Extrait cité –

La France a été dévastée par une tempête dans la nuit du 27 au 28 février. Xynthia a essentiellement touché les régions de l’ouest, notamment la Vendée et la Charente-Maritime. Au total, on dénombre plus d’une cinquantaine de victimes, des disparus et des milliers de sinistrés. Un arrêté du 1er mars 2010 portant reconnaissance de l’état de catastrophe naturelle a été publié mardi au Journal Officiel. D’un point de vue juridique, la tempête soulève plusieurs questions dont les suivantes :
Quelles sont les conséquences pour les victimes de la reconnaissance de l’état de catastrophe naturelle ? Quelles sont les démarches à effectuer lorsque l’on est sinistré ? Pourquoi les digues ont-elles cédé et quelles en sont les conséquences en matière de responsabilité ?
Voici quelques éléments de réponse et des conseils utiles pour les démarches à accomplir.
Une tempête aux lourdes conséquences
La tempête Xynthia a touché la France, notamment l’ouest dans la nuit du samedi 27 au dimanche 28 février. Les vents auraient soufflés jusqu’à 200 kilomètres/heure au Puy de Dôme (63) le 28 au matin. Selon ERDF, au plus fort de la tempête, 1,3 million de foyers ont été privés de courant.
Les départements les plus sinistrés sont à ce jour la Charente-Maritime, le Loir et Cher, la Vendée, l’Indre, la Moselle, le Maine et Loire, le Cher et le Loiret. Les villes de La-Faute-sur-Mer et de l’Aiguillon-sur-mer, les plus meurtries par la tempête, avaient d’ailleurs été classées parmi les « communes à risque » de Vendée en août 2005 notamment en raison du « risque d’inondations terrestres avec enjeu humain » et, pour la première, du « risque d’inondation maritime avec enjeu humain ».
La tempête Xynthia a causé la mort de 53 personnes et on recense encore 6 disparus en ce vendredi 5 mars, victimes auxquelles il faut bien évidemment ajouter les blessés graves. Xynthia est la tempête la plus meurtrière qu’a connue la France depuis celle de 1999. Les obsèques de nombreuses victimes se sont déroulées cette semaine en présence de ministres du gouvernement, notamment le Premier Ministre François Fillon et du Président de la République, Nicolas Sarkozy.

Enregistrements fournis –
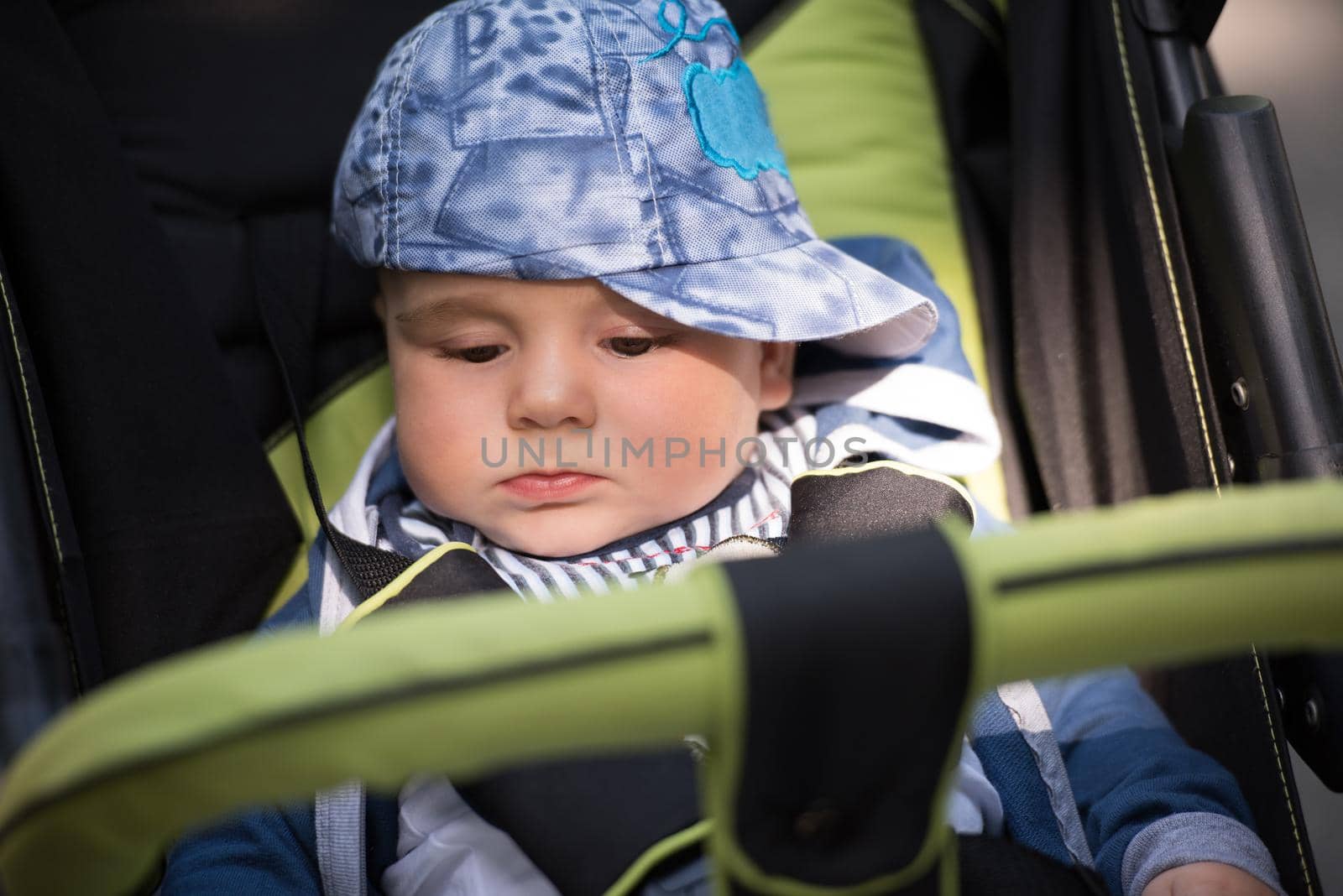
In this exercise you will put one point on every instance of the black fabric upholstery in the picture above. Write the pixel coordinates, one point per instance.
(837, 781)
(969, 60)
(583, 822)
(872, 501)
(233, 114)
(176, 515)
(1108, 380)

Tâches –
A) Recopiez mot pour mot l'ensemble des lignes des enregistrements, en laissant les images de côté.
B) Reprenez le texte sur la tempête Xynthia et poursuivez-le à partir de sa dernière phrase.
Le texte et les enregistrements proviennent de sources distinctes.

Problèmes résolus –
A)
In this exercise you will put one point on every instance of the black fabric upholstery in the picture above. Write the pixel coordinates, one point per instance.
(837, 781)
(969, 60)
(583, 822)
(872, 501)
(233, 114)
(176, 515)
(1108, 380)

B)
L’état de catastrophe naturelle
L’état de catastrophe naturelle a été reconnu dans un arrêté paru au Journal Officiel le mardi 2 Mars 2010. Il prend en compte l’ensemble des communes de quatre départements (Charente-Maritime, Deux-Sèvres, Vendée, Vienne).
Cette reconnaissance permet une meilleure indemnisation des victimes et un allongement des délais pour effectuer les déclarations et formalités diverses.
L’article 1er de ce texte précise que l’état de catastrophe naturelle est constaté pour les dommages causés par les événements naturels d’intensité anormale non assurables (inondations et coulées de boue, inondations et chocs mécaniques liés à l’action des vagues) qui ne relèvent pas de la garantie tempête, ouragans, cyclones prévue par l’article L. 122-7 (1er alinéa) du code des assurances, survenus à l’occasion des intempéries du 27 février au 1er mars 2010 pour l’ensemble des communes des départements désignés ci dessous.
Il est également prévu que l’état de catastrophe naturelle constaté par arrêté peut ouvrir droit à la garantie des assurés contre les effets des catastrophes naturelles sur les biens faisant l’objet des contrats d’assurance visés au code des assurances, lorsque les dommages matériels directs qui en résultent ont eu pour cause déterminante l’effet de cet agent naturel et que les mesures habituelles à prendre pour prévenir ces dommages n’ont pu empêcher leur survenance ou n’ont pu être prises.
Les aides aux entreprises
Les entreprises et travailleurs indépendants sinistrés lors de la tempête ont également jusqu’au 31 mars 2010 pour déclarer auprès de leurs assureurs les sinistres qui seront indemnisés dans le cadre du régime des catastrophes naturelles, le délai de déclaration ayant été allongé de 10 à 30 jours.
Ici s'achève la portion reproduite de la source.